- [Your goal] Would you copy only the lines below, beginning with the one that contains "Would you be able to point at the water" and running through the last entry line?

[Data listing]
-- start --
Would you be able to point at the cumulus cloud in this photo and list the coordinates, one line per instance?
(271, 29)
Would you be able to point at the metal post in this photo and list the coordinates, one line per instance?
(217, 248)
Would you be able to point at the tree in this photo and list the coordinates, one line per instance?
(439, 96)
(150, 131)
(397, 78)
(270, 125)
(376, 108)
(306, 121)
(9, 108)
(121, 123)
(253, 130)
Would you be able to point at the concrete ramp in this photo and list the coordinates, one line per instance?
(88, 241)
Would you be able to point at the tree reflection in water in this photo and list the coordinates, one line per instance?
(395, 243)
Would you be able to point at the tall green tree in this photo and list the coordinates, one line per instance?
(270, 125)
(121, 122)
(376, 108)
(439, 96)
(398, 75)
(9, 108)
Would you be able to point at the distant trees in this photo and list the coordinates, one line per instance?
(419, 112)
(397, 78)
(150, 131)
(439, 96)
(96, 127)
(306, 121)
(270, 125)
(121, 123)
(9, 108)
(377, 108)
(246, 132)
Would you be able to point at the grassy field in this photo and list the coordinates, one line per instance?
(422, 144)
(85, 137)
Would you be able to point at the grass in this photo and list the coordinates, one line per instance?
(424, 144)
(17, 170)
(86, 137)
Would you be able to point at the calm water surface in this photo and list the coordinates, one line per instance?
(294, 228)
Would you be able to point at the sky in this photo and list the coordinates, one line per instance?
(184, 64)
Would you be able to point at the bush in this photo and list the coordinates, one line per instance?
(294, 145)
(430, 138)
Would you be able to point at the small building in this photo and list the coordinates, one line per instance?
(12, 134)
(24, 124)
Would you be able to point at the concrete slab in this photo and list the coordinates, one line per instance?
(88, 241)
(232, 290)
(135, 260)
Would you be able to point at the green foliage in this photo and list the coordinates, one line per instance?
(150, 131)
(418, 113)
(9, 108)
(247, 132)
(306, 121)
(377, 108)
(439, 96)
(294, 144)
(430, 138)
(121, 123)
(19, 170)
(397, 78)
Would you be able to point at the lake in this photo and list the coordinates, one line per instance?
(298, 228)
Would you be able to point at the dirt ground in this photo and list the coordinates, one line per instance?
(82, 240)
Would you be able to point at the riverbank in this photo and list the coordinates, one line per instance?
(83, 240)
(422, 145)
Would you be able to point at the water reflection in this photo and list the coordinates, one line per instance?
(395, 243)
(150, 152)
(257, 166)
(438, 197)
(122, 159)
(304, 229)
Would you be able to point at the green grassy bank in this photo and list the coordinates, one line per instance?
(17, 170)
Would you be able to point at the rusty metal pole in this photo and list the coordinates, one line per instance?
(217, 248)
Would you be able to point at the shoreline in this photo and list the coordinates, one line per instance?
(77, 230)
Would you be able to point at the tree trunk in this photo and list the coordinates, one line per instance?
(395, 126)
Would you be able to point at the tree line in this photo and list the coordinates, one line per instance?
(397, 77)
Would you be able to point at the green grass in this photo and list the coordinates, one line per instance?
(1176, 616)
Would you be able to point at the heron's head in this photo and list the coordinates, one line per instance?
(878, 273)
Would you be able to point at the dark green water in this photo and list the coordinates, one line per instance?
-- end --
- [Expected answer]
Would you be able to point at the water reflection in this photo and list the coordinates, one line per instance?
(395, 243)
(150, 152)
(257, 166)
(438, 197)
(122, 159)
(304, 229)
Would you be able to point at the green grassy bank in this photo and list the coordinates, one line per instance?
(17, 170)
Would you be able to point at the rusty metal pole in this photo and list the coordinates, one line per instance?
(217, 248)
Would you be able to point at the shoreline in this photo and list the coordinates, one line per instance?
(77, 230)
Would you be able to point at the tree trunk in this photo and list the coordinates, one line per instance?
(395, 126)
Would you be able to point at the tree line in this photo and list the coordinates, one line per instance?
(397, 77)
Would you be able to point at the green grass in this photo and list the coordinates, one line per instance?
(1176, 616)
Would you be able to point at the heron's head in this photo and list the coordinates, one line per instance?
(878, 273)
Would you be able to point at the dark green water in this photo and list the coordinates, one line per instance?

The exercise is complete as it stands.